- **Task objective**
In the rows below, lay out only the stretch from the line containing "Pick out the dark" through the line containing "<point>418,175</point>", both included, as a numbered list, omitting any blank lines.

Source data:

--- BEGIN ---

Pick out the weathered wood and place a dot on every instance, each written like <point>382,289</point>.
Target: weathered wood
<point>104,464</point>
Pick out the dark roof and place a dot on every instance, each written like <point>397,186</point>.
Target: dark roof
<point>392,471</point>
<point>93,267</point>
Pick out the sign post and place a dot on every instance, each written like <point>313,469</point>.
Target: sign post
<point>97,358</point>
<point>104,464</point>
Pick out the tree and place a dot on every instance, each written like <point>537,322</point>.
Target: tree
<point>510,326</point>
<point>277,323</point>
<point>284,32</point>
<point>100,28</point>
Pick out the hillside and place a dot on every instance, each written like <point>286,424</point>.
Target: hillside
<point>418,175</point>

--- END ---
--- BEGIN ---

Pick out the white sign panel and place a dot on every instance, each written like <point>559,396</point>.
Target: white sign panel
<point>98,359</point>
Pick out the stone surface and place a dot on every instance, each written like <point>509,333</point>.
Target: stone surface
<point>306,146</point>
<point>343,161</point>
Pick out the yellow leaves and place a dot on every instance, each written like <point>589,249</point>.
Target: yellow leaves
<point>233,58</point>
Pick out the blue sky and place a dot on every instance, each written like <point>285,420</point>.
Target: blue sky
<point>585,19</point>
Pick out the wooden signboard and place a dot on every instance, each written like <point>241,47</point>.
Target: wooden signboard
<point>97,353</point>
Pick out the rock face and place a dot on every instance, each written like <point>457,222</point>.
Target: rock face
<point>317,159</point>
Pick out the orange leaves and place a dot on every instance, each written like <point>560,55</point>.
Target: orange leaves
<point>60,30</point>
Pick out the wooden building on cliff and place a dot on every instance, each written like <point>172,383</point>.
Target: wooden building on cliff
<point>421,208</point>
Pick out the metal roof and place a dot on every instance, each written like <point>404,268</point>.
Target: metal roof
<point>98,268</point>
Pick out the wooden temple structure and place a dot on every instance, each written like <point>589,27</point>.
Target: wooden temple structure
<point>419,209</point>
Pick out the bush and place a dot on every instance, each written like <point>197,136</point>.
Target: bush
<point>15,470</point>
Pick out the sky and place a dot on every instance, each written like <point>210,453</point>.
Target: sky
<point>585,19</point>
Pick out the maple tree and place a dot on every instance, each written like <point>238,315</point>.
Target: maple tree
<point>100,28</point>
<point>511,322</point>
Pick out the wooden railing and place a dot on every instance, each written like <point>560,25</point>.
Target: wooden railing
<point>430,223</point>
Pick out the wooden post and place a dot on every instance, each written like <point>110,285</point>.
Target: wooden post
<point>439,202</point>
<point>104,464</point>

--- END ---

- **Answer to this exercise**
1. Pick out the dark roof and place a dot on every instance, each written like <point>397,186</point>.
2. Target: dark roof
3. <point>392,471</point>
4. <point>93,267</point>
5. Pick out the sign post and place a dot on every instance, each written like <point>313,469</point>.
6. Target: sign post
7. <point>97,358</point>
8. <point>104,464</point>
9. Pick out the tree and place a dot on every instance, each written like <point>537,322</point>.
10. Target: tree
11. <point>510,326</point>
12. <point>277,323</point>
13. <point>284,32</point>
14. <point>100,28</point>
15. Pick out the hillside and place a dot on every instance, each written like <point>286,424</point>.
16. Target: hillside
17. <point>418,175</point>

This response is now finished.